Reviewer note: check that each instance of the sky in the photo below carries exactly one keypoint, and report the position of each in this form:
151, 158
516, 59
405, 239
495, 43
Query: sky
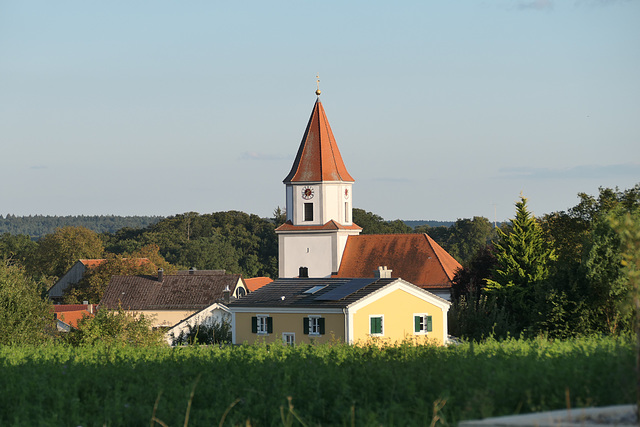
441, 109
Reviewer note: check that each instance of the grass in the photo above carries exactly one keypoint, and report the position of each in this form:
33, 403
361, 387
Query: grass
309, 385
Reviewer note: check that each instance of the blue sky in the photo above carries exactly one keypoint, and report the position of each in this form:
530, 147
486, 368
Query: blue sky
442, 110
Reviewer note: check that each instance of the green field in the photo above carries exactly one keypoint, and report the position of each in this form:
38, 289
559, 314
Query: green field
328, 385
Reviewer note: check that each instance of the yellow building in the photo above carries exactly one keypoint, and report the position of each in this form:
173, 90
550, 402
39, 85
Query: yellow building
320, 310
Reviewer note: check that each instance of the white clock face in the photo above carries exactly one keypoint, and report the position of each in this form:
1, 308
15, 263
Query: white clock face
307, 193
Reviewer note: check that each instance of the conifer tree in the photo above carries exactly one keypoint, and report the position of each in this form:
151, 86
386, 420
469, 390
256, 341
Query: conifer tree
523, 262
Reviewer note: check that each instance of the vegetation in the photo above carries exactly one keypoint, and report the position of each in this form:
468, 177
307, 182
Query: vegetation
309, 385
560, 275
25, 318
216, 333
37, 226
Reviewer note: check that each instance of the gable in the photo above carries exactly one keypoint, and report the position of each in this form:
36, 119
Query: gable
417, 258
183, 291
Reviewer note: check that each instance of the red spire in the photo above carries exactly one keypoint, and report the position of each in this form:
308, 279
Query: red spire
318, 157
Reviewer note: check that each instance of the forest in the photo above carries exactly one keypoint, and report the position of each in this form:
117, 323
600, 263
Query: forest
562, 274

(WHAT TO DO) Take the listing above and retype it exactly. Its pictures are to be omitted.

(WORKED SOLUTION)
Reviewer note: check that each instance of the sky in the photo below carries exactly one keypoint, and report the position of each in this form:
151, 158
516, 59
405, 239
495, 43
Query: sky
441, 109
Reviewer note: check that each instance of the grass in the photo above carries exactly one keypoint, and report the position of each in this form:
33, 403
361, 387
Query: grass
309, 385
Reviewer note: check that each instance of the blue sky in the photo above carries exactly one keypoint, and report the position of each in this form:
530, 147
486, 368
Query: blue sky
442, 110
Reviewer note: check that each instance of the green field in the photo above carries exactly one keypoint, and report the position of each in this form:
38, 289
559, 314
Query: green field
328, 385
Reviewer note: check that each instance of the yellow building in the photo above carries exactly one keypoint, and report the position of each in this form:
173, 90
550, 402
39, 85
Query: yellow building
320, 310
Reviewer note: check that each instance of the white clock face in the photo above carries exactly one keypoint, and report the position of each in this form:
1, 308
15, 263
Query: white clock face
307, 193
Reviewer note: check that each instance of the conifer tree in the photo above carries exactly one keypoint, and report the position of each in this form:
151, 86
386, 420
469, 390
256, 341
Query: conifer tree
523, 262
Reviewer note: check that each instance of the vegetation in the photo above carries exactly one keypoint, and report the position of each in this form:
468, 177
307, 182
Query: vegetation
309, 385
560, 275
25, 318
216, 333
37, 226
Reviewer note: check that each instance of the gable in the photo above carries exactly one keypoint, and report the position of each in this form:
36, 119
Query: gable
417, 258
183, 291
Reviewer note: check that each instance of the red spire in the photo above carries exactly one keypoint, and report the position of each in this form:
308, 279
Query: red spire
318, 157
Reviewer note: check that each instance of the forest in the photo above carries exactly one keypoint, and report the position of each in this form:
117, 323
600, 263
Query: forest
562, 274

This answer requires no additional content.